>>>

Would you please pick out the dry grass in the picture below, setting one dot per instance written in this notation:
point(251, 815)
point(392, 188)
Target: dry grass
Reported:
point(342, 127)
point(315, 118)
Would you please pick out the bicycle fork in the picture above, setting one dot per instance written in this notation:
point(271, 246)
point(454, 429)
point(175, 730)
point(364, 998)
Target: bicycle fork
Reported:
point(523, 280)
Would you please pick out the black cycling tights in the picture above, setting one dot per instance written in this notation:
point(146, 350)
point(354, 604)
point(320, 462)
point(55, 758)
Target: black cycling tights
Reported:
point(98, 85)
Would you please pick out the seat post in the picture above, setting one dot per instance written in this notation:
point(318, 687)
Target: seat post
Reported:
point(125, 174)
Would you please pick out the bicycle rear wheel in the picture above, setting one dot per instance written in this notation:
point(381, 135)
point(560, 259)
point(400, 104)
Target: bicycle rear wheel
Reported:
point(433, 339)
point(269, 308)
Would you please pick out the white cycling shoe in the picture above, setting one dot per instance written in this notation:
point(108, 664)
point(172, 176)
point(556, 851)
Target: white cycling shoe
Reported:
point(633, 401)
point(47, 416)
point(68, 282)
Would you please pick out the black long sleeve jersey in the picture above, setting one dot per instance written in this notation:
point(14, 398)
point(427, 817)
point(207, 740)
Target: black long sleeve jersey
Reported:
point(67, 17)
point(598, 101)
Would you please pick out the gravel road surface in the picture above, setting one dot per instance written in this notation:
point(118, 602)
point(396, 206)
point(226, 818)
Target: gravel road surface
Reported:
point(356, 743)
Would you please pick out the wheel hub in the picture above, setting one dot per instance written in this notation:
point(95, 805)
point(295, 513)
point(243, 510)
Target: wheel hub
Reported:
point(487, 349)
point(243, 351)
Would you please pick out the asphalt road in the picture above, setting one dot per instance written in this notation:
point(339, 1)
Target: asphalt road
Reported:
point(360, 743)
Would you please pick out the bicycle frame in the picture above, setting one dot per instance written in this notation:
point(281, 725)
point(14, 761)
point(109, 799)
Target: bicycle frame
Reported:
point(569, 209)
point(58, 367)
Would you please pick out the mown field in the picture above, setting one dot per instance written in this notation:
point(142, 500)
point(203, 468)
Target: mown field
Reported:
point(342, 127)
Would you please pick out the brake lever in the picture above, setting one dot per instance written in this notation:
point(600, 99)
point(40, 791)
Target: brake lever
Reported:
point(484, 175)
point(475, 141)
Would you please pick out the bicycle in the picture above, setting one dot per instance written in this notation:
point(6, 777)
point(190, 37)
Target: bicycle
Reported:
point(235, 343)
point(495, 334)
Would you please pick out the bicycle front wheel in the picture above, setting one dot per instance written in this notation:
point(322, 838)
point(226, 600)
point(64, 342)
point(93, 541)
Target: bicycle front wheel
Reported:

<<<

TASK: Copy every line in the entries above that has the string "jersey" in it.

WRITTEN ANSWER:
Would you please pick out the black long sleeve jersey in the picture above, setting one dot per instance written in this notation:
Target: black long sleeve jersey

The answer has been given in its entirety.